Stored data entries

================================

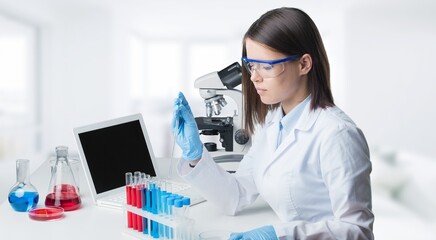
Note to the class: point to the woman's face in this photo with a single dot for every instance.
(289, 88)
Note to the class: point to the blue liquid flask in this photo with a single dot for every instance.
(23, 196)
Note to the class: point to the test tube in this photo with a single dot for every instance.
(178, 217)
(186, 204)
(128, 197)
(133, 201)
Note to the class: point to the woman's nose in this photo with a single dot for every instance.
(255, 77)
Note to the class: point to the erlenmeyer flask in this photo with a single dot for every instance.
(62, 191)
(23, 196)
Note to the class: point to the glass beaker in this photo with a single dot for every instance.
(62, 191)
(23, 196)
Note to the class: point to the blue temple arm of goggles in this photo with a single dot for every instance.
(290, 58)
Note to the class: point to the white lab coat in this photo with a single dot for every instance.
(317, 181)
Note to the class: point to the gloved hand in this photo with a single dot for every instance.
(185, 130)
(262, 233)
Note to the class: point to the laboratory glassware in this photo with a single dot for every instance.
(62, 191)
(46, 213)
(23, 196)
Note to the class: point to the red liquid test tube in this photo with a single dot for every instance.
(128, 198)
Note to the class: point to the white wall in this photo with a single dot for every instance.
(390, 81)
(381, 55)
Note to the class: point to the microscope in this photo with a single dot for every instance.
(234, 140)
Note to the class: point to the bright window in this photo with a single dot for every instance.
(160, 68)
(18, 91)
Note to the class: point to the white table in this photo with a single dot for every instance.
(92, 222)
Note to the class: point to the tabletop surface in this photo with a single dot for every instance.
(91, 221)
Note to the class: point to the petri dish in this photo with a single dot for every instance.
(214, 235)
(46, 213)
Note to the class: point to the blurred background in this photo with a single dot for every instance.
(68, 63)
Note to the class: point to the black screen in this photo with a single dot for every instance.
(112, 151)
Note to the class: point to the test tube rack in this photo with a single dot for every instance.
(153, 212)
(161, 221)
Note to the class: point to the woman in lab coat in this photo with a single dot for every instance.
(308, 159)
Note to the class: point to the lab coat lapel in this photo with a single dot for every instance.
(273, 131)
(306, 121)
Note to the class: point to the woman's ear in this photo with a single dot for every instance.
(305, 64)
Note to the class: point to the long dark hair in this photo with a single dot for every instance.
(289, 31)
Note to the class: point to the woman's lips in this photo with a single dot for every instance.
(260, 91)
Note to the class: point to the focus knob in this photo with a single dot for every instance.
(241, 136)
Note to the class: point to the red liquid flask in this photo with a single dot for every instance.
(63, 190)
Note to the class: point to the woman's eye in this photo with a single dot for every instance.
(267, 67)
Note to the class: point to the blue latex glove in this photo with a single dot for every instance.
(262, 233)
(185, 130)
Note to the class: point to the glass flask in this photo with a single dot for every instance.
(62, 191)
(23, 196)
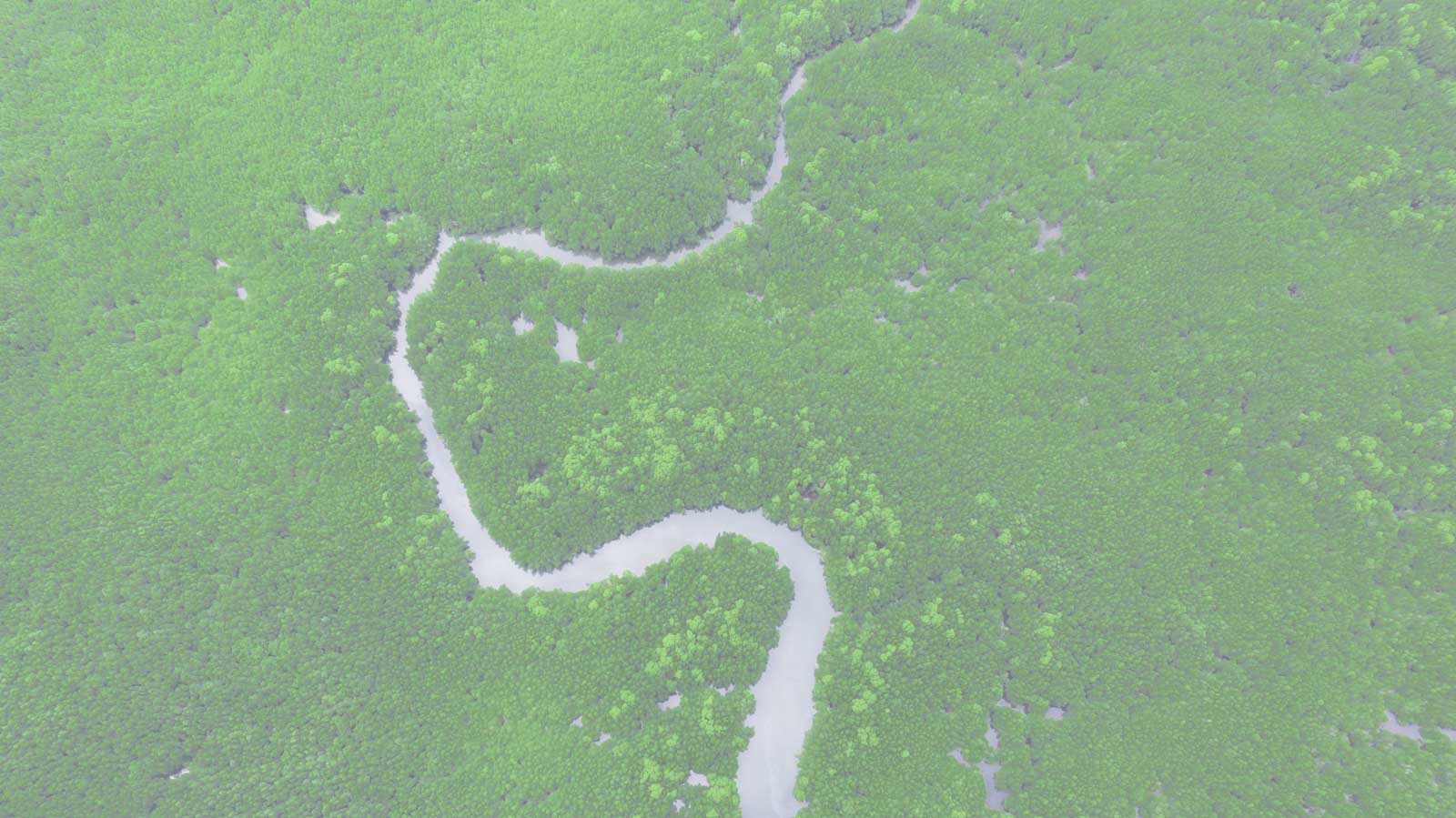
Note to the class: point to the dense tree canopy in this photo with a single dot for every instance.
(1104, 349)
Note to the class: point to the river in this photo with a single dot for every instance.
(784, 694)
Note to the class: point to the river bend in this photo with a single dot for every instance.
(784, 694)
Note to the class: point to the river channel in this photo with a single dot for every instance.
(784, 694)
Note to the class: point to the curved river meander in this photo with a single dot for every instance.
(784, 694)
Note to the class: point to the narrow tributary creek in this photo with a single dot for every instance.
(784, 694)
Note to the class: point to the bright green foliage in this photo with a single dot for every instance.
(1184, 473)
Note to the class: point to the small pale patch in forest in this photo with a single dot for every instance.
(1394, 725)
(567, 342)
(1047, 233)
(318, 218)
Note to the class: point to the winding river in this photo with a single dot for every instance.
(784, 694)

================================

Output a faithful copy of the data, with each picture left out.

Note to the class: point to the woman's face in this photo with a single dot for every instance.
(289, 88)
Note to the class: point to the blue liquid flask in this photo with a single dot for every instance.
(23, 196)
Note to the class: point to the test tube in this photo with a single dot for every instance.
(178, 217)
(186, 204)
(128, 197)
(133, 201)
Note to the class: point to the woman's nose in this photo with a single dot for every instance.
(255, 77)
Note to the class: point to the erlenmeyer flask in this photo with a single dot for every instance.
(62, 191)
(23, 196)
Note to the class: point to the glass beaker in this photo with a single dot for every instance.
(62, 191)
(23, 196)
Note to the class: point to the blue temple arm of goggles in this photo with a single dot for every instance.
(290, 58)
Note to the class: point to the white lab coat in this photo with a single dot for every instance.
(317, 181)
Note to the class: point to the gloved hand in this photo with a single dot for every instance.
(185, 130)
(262, 233)
Note to the class: point to the laboratory glassware in this photo with a single dot for every instance.
(62, 191)
(46, 213)
(23, 196)
Note to the class: point to the red liquid test tube in this photo with a single dot for every instance.
(128, 198)
Note to the class: point to the white wall in this photo with a single dot for every instance.
(390, 81)
(381, 55)
Note to the class: point to the microscope in this photo with a single dot for every instance.
(234, 140)
Note to the class: point to the bright window in this photo with a single dot for every instance.
(160, 68)
(18, 91)
Note to the class: point to the white table in this photo with a single dot for every instance.
(92, 222)
Note to the class: point to the tabletop surface in this photo with a single dot for every instance.
(91, 221)
Note to the class: point to the petri dish in this photo with a single dot for every instance.
(214, 235)
(46, 213)
Note to the class: point to the blurred background in this photo with a single dot for every instance.
(68, 63)
Note to the class: point to the black screen in this photo with a single dot for every instance.
(112, 151)
Note to the class: point to the test tube rack in this photo with a single dot for every instance.
(153, 212)
(161, 221)
Note to the class: point to the woman in lab coat in this photo with a single dot for every instance.
(308, 159)
Note to the class: point to the lab coat lapel in this photo with a single dot for every instance.
(273, 131)
(306, 121)
Note to the class: point to the woman's ear in this photo with a single dot for every instance.
(305, 64)
Note to the class: point to the long dark hair in this photo with a single dot for every instance.
(289, 31)
Note to the class: point to the woman's lips in this photo with a single dot for every instance.
(260, 91)
Note to the class: point to the focus knob in this photo with a single dot for every instance.
(241, 136)
Note to the class: point to the red liquid flask in this photo with a single dot for every instance.
(63, 190)
Note to the class: point to the woman's eye in this photo with a single dot for every instance.
(267, 67)
Note to the class: point to the blue latex glove in this photo with a single dot for every instance.
(262, 233)
(185, 130)
Note to the class: point to the glass flask in this photo with a single dot for every instance.
(62, 191)
(23, 196)
Note to the class: point to the dense tree canopy in this photo with a single dot for every instance.
(1104, 349)
Note to the class: point to the river in this photo with a single dot for every instance.
(784, 694)
Note to the class: point to the river bend in this photo with a single dot for every instance.
(784, 694)
Note to the class: point to the river channel in this photo with a single dot for every instance.
(784, 694)
Note to the class: point to the curved river meander in this photo with a single dot for every instance.
(784, 694)
Note to the class: point to the narrow tributary creek in this photo with a single dot for every instance.
(784, 694)
Note to the class: point to the bright green foliage in this photo with a single dot for every instance.
(1184, 473)
Note to the class: point to the small pale patch in forest in this photo with a single dot for every instance.
(1394, 725)
(567, 342)
(1047, 233)
(318, 218)
Note to the class: point to the winding river in this photo with a single dot for every instance.
(784, 694)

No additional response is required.